▶ [WHAT THE EXERCISE ASKS]:
Please replace "smoke" with "haze" everywhere in the listing below, keeping everything else the same. Leave the pictures out of your answer.
------------------------------------------------
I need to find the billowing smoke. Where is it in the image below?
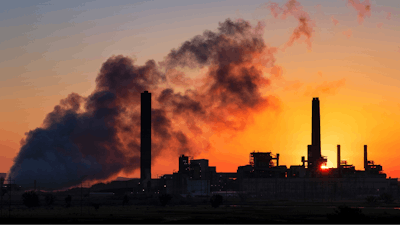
[10,19,276,189]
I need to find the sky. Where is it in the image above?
[0,0,400,186]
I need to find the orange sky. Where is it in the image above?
[0,0,400,184]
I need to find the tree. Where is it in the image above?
[210,195,223,208]
[22,191,39,208]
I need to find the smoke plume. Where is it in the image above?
[10,19,278,189]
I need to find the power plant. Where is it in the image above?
[5,94,399,200]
------------------------------------------------
▶ [OUTPUT FOR THIS EXERCISE]:
I need to find the billowing haze. Where is it in the image below?
[10,19,276,189]
I need to find the sky. Where is it in the image above?
[0,0,400,186]
I need to find the orange sky. Where is it in the image above?
[0,0,400,184]
I need to find the tree. Where is it in the image above?
[210,195,223,208]
[22,191,39,208]
I need to find the haze plume. Where is it in the image above?
[10,19,278,189]
I need to find the power plant. Where is it in the image above?
[5,94,399,200]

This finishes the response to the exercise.